→ TASK STATEMENT: Set down exactly the lines below between the line holding "Sample output: point(104, 49)" and the line holding "Sample output: point(400, 394)", inclusive; no other line belongs in the answer.
= = = =
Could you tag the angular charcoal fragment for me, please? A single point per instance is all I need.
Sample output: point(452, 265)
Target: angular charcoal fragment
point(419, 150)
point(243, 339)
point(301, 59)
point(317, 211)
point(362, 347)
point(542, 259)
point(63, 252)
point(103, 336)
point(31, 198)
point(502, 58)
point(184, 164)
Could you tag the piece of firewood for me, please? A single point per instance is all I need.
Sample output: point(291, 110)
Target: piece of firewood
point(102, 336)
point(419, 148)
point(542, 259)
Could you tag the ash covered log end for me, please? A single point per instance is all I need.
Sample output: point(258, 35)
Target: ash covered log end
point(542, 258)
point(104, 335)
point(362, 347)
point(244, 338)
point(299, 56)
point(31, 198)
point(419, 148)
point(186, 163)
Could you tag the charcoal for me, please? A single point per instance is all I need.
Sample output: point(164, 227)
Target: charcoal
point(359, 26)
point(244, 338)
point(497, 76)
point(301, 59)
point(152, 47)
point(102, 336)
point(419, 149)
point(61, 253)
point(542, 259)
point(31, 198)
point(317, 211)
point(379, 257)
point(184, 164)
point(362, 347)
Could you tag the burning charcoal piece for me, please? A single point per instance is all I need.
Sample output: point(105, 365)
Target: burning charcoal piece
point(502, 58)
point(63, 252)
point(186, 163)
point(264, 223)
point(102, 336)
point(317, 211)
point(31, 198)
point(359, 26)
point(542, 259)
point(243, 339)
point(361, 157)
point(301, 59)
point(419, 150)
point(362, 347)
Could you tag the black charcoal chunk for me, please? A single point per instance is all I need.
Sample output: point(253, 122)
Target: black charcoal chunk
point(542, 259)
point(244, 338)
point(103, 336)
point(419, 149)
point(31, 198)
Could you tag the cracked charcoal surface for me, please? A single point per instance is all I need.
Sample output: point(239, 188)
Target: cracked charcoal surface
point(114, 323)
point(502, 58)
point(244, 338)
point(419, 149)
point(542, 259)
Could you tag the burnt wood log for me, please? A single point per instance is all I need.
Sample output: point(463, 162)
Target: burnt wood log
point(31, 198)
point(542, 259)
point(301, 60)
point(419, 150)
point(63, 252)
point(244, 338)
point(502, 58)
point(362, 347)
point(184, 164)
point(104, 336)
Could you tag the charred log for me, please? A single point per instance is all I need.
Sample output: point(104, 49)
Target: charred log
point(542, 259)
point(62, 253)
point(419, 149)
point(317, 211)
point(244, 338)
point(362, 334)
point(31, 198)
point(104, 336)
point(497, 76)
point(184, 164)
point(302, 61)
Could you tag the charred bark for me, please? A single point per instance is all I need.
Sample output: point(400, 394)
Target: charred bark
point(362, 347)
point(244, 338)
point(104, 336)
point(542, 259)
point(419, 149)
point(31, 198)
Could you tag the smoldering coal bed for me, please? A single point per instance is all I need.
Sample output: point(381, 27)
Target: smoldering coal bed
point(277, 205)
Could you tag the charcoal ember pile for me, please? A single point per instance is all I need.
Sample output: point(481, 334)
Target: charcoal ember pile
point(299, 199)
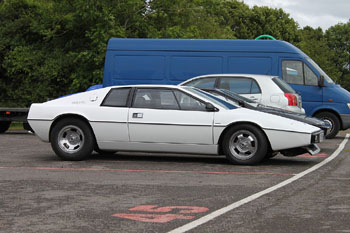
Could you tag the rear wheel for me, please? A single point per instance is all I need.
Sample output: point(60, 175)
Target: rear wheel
point(72, 139)
point(4, 126)
point(333, 120)
point(245, 144)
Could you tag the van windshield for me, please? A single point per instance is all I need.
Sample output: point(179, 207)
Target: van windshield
point(314, 64)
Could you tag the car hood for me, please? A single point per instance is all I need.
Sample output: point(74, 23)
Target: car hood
point(294, 116)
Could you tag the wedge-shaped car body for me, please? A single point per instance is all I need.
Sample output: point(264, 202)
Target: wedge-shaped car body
point(264, 89)
point(159, 118)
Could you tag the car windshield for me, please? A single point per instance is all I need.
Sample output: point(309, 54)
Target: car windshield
point(211, 98)
point(314, 64)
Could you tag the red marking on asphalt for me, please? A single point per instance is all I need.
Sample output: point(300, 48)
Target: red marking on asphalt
point(159, 218)
point(151, 171)
point(152, 208)
point(307, 155)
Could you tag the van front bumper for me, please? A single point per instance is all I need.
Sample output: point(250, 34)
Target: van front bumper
point(345, 119)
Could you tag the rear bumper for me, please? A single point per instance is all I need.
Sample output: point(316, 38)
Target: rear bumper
point(345, 119)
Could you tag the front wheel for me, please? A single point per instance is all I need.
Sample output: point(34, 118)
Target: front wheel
point(333, 120)
point(72, 139)
point(245, 144)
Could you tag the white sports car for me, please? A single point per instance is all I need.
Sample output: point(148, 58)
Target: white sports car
point(160, 118)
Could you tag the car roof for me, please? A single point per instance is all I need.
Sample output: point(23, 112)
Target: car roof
point(255, 76)
point(236, 75)
point(149, 86)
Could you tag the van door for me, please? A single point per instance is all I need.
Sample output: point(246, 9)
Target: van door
point(303, 80)
point(244, 86)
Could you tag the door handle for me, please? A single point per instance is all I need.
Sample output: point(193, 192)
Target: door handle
point(137, 115)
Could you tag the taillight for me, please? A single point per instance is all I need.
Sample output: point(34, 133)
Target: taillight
point(292, 99)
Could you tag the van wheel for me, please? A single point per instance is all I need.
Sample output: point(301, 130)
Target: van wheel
point(72, 139)
point(245, 144)
point(333, 120)
point(4, 126)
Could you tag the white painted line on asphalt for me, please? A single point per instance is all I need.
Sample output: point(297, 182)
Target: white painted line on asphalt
point(237, 204)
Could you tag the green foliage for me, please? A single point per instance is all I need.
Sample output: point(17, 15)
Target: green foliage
point(49, 48)
point(338, 39)
point(314, 44)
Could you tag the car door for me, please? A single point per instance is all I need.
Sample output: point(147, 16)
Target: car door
point(244, 86)
point(162, 115)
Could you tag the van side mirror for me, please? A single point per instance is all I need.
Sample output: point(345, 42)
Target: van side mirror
point(210, 107)
point(321, 81)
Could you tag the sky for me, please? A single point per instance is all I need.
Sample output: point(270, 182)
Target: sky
point(317, 13)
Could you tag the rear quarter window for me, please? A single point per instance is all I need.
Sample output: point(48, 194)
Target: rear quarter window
point(117, 97)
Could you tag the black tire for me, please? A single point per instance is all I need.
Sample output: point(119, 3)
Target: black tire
point(245, 144)
point(333, 120)
point(72, 139)
point(4, 126)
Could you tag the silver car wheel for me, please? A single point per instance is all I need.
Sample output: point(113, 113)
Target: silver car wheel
point(70, 139)
point(243, 144)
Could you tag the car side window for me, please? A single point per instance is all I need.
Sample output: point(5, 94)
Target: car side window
point(117, 97)
point(155, 99)
point(292, 72)
point(255, 88)
point(240, 85)
point(187, 102)
point(202, 83)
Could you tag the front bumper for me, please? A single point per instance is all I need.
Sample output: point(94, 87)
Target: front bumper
point(311, 149)
point(345, 119)
point(317, 137)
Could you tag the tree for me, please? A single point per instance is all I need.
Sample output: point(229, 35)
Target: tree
point(185, 19)
point(314, 44)
point(338, 39)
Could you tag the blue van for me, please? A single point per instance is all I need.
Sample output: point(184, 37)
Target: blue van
point(171, 61)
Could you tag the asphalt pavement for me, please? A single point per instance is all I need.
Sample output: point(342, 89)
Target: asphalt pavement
point(147, 192)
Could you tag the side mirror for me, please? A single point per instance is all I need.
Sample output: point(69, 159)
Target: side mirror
point(210, 107)
point(321, 81)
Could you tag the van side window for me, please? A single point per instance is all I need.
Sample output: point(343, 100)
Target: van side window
point(297, 72)
point(310, 76)
point(292, 72)
point(202, 83)
point(240, 85)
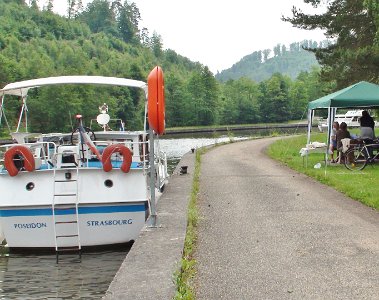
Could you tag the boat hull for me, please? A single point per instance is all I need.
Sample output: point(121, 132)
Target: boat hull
point(99, 224)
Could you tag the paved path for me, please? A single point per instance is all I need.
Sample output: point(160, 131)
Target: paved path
point(267, 232)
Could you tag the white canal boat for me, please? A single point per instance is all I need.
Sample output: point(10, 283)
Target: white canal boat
point(85, 188)
point(351, 118)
= = = =
→ OUTPUT OF THE EXERCISE:
Sample output: point(104, 49)
Target: charred log
point(542, 259)
point(62, 253)
point(419, 149)
point(317, 211)
point(244, 338)
point(362, 334)
point(31, 198)
point(104, 336)
point(497, 76)
point(184, 164)
point(302, 61)
Could you tag the charred bark for me, please? A single point per instance is all I need.
Sample output: point(400, 394)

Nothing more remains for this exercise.